### EXERCISE INSTRUCTIONS
Answer these questions using the article on the Deadwood History Archaeology Camp.
1. Which grades can attend the camp?
2. Where are the items the children collect stored?
3. On which creek were the mining camps on Pearson's property set up?

DEADWOOD, S.D. – If you’re looking for a summer activity your kids can ‘dig’, the Deadwood History Archaeology Camp may be a good place to start.
“It’s about the 13th year that we’ve been doing this, so it’s been a while now,” says Carolyn Weber, Executive Director of Deadwood History, Inc. “We allow kids that are in grades four through six to come, and it is June 6 through the 10, and then we also offer it June 13 through 17. It’s every day from 9 a.m. to 4 p.m., and they all meet at the beginning of the day at the Homestake Adams Research and Cultural Center in Deadwood.”
Then, kids visit and excavate sites on Bill Pearson’s property, full of discoveries from Deadwood’s original bustling mining camps.
“I thoroughly enjoy bringing these kids out to the property with these archeological camps. I think this is about the fourth or fifth year…we’ve done it on our property here, and the kids seem to really enjoy it, and I think I enjoy it as much as they do,” Pearson says. “Lately I’ve been trying to find new places for them to explore, and we found what I think is a mining camp and there’s a number of structures that have fallen down over the years in disrepair, but they’re perfect places to do some archeological studies.”
Students are assisted by an expert who also helps preserve their findings.
“We have a wonderful archeologist named Laura Floyd who has been doing this since 2oo9 for us, and then we have a local area school teacher that will be there as well and some volunteers that will help out. They always find nails and they find glass shards in ceramic shards, it seems like sometimes buttons and pieces of wood. So there’s a lot of opportunities out there to find a lot of different things, a little medicine bottles even sometimes here. What’s great about this is that these kids are helping not only themselves, but the rest of the community to better understand our history. And whatever they collect then get stored at the City of Deadwood’s archives and archival storage there,” Weber explains.
Recently, a cabin was restored on the property, and it houses history lessons during the camp.
“This cabin’s always been here, but it was just kept deteriorating each year, and I felt if I didn’t restore it, we were going to lose it forever,” Pearson says. “So I finally got it restored here in the last year, and we made that part of the archeological camp.”
With a few tools, kids can hold their town’s heritage and imagine what life was like long ago.
“There weren’t this many trees, but I think there was a lot more water, a lot more wildlife, you know, and that’s what some of these miners, they they would depend on their wildlife to for food…and it was just real wild areas. And it just amazes me that the property, which I’m out about two miles outside of Deadwood, that they actually had these mining caps set up on Two Bit Creek,” says Pearson.
Fresh air combines with history and science, and it’s a hands on experience close to home that Bill Pearson loves to be a part of.
“I always meet them when they come out the first week and a lot of them are a little skeptical and there’s little hiking involved… but I tell you, the second day they’re out here, every one of them has a smile on their face and they’re anxious to get out here.”

### ENTRIES SHOWN

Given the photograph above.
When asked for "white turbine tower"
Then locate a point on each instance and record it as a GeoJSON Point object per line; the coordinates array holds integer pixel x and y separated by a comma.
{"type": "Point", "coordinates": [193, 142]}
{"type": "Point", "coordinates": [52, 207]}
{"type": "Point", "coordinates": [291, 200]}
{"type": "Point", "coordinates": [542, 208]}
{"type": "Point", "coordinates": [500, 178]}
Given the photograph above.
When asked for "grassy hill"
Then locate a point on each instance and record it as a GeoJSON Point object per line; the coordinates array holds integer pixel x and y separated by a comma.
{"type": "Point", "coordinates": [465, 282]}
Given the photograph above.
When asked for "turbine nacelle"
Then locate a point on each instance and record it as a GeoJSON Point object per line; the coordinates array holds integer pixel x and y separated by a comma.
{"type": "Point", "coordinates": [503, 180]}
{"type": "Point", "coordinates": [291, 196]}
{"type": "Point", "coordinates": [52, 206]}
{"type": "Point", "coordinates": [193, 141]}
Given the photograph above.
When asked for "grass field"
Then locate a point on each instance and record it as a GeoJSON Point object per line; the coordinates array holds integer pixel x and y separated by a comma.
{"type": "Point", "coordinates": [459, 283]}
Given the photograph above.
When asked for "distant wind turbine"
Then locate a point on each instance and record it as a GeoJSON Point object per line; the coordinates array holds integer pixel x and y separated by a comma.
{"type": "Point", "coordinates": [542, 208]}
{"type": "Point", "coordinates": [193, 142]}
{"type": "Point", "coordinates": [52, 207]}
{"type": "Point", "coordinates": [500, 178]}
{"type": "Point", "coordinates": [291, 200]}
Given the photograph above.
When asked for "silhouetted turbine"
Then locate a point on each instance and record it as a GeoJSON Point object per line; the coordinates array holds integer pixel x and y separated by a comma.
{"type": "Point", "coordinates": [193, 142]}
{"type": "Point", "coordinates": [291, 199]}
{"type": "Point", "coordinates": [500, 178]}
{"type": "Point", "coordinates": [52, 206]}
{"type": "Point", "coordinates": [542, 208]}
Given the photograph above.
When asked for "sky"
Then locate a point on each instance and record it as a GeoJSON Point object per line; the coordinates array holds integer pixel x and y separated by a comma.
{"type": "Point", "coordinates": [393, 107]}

### OUTPUT OF THE TASK
1. Grades four through six.
2. In the City of Deadwood's archives and archival storage.
3. Two Bit Creek.